◆ Aim:
Please identify each line in the records below that contains the string "shadow" and copy those lines.

Items from a labeling collection
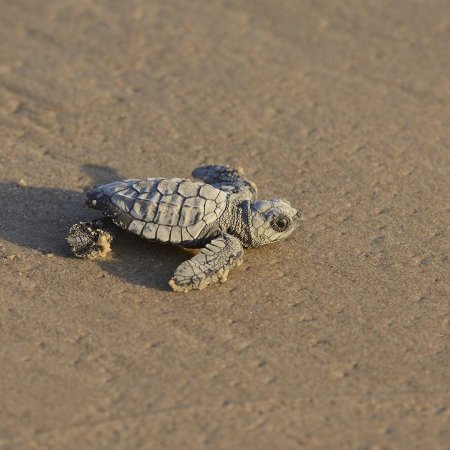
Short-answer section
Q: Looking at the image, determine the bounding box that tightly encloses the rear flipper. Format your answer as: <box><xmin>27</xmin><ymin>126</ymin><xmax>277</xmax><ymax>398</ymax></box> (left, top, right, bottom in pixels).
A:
<box><xmin>169</xmin><ymin>234</ymin><xmax>244</xmax><ymax>292</ymax></box>
<box><xmin>66</xmin><ymin>219</ymin><xmax>115</xmax><ymax>260</ymax></box>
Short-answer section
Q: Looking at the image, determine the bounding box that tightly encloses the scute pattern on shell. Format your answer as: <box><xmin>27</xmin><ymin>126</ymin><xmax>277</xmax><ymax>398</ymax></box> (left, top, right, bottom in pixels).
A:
<box><xmin>97</xmin><ymin>178</ymin><xmax>228</xmax><ymax>244</ymax></box>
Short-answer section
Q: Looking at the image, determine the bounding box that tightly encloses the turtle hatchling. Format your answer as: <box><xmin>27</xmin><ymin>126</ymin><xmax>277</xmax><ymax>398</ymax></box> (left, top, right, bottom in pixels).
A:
<box><xmin>67</xmin><ymin>165</ymin><xmax>301</xmax><ymax>292</ymax></box>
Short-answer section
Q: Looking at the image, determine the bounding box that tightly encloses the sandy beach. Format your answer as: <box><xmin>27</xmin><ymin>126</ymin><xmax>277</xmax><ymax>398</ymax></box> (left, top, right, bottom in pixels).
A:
<box><xmin>0</xmin><ymin>0</ymin><xmax>450</xmax><ymax>450</ymax></box>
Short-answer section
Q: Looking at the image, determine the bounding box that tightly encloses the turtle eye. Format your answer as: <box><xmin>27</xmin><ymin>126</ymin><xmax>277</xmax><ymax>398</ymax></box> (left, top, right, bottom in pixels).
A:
<box><xmin>270</xmin><ymin>216</ymin><xmax>290</xmax><ymax>233</ymax></box>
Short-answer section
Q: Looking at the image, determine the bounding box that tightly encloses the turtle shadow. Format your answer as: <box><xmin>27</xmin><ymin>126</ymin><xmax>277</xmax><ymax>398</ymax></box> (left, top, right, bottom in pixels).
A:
<box><xmin>0</xmin><ymin>173</ymin><xmax>189</xmax><ymax>291</ymax></box>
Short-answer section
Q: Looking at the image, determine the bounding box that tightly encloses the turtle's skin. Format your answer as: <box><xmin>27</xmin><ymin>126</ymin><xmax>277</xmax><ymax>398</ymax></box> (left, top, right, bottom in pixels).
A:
<box><xmin>67</xmin><ymin>165</ymin><xmax>301</xmax><ymax>292</ymax></box>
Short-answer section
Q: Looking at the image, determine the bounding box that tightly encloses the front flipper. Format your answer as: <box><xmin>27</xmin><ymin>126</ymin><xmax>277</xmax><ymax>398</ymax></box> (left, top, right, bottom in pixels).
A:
<box><xmin>169</xmin><ymin>234</ymin><xmax>244</xmax><ymax>292</ymax></box>
<box><xmin>192</xmin><ymin>166</ymin><xmax>257</xmax><ymax>200</ymax></box>
<box><xmin>66</xmin><ymin>218</ymin><xmax>115</xmax><ymax>260</ymax></box>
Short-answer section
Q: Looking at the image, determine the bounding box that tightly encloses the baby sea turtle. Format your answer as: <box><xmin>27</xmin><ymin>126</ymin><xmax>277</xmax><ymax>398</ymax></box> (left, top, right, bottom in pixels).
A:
<box><xmin>67</xmin><ymin>165</ymin><xmax>301</xmax><ymax>292</ymax></box>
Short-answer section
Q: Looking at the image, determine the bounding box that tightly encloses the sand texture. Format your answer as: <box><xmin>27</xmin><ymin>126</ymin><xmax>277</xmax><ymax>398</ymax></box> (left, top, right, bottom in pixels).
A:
<box><xmin>0</xmin><ymin>0</ymin><xmax>450</xmax><ymax>450</ymax></box>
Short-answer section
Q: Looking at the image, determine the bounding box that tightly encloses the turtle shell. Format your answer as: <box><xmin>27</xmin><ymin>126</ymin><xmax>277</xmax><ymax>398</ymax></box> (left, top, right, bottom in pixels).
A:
<box><xmin>87</xmin><ymin>178</ymin><xmax>229</xmax><ymax>244</ymax></box>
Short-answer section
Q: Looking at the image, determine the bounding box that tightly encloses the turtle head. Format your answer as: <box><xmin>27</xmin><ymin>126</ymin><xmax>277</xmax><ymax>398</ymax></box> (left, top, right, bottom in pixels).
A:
<box><xmin>249</xmin><ymin>199</ymin><xmax>302</xmax><ymax>247</ymax></box>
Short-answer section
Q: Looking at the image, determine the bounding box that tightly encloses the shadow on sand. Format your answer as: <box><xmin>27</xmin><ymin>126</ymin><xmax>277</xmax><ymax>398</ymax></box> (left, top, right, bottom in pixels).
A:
<box><xmin>0</xmin><ymin>165</ymin><xmax>189</xmax><ymax>291</ymax></box>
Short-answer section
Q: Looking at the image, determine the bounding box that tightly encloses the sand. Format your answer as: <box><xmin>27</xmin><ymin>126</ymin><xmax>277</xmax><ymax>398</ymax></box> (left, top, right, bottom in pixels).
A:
<box><xmin>0</xmin><ymin>0</ymin><xmax>450</xmax><ymax>450</ymax></box>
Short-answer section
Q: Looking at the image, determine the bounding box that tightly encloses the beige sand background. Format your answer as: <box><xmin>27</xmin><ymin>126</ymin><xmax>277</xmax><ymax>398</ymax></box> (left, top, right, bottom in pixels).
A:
<box><xmin>0</xmin><ymin>0</ymin><xmax>450</xmax><ymax>450</ymax></box>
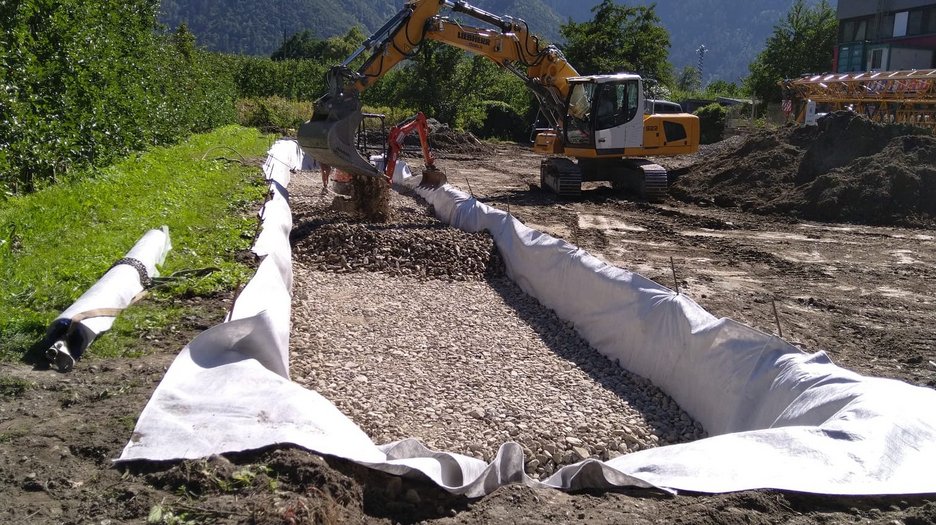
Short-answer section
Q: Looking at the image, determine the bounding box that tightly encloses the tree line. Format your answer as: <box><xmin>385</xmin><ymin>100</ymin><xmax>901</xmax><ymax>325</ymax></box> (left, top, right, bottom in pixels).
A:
<box><xmin>0</xmin><ymin>0</ymin><xmax>836</xmax><ymax>194</ymax></box>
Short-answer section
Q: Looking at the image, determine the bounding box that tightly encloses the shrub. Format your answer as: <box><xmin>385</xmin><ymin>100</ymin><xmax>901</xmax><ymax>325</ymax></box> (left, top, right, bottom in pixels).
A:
<box><xmin>0</xmin><ymin>0</ymin><xmax>241</xmax><ymax>193</ymax></box>
<box><xmin>694</xmin><ymin>104</ymin><xmax>728</xmax><ymax>144</ymax></box>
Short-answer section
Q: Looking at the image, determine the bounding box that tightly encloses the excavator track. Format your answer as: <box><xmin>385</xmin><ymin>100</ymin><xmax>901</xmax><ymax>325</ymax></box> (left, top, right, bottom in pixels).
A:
<box><xmin>540</xmin><ymin>157</ymin><xmax>582</xmax><ymax>197</ymax></box>
<box><xmin>612</xmin><ymin>159</ymin><xmax>669</xmax><ymax>202</ymax></box>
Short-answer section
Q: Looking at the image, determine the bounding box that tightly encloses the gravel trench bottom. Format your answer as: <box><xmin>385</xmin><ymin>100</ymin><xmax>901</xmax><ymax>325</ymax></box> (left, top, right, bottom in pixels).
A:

◆ Reply to the task:
Q: Looking at the image, determine the bounding box that tightly encloses the turtle shadow. Format your answer as: <box><xmin>27</xmin><ymin>126</ymin><xmax>277</xmax><ymax>398</ymax></box> (left, top, right, bottom in pixels).
Q: Looking at the image, determine the bounding box that tightly encloses the shadow on sand. Format your answer as: <box><xmin>27</xmin><ymin>126</ymin><xmax>277</xmax><ymax>398</ymax></box> (left, top, right, bottom in pixels).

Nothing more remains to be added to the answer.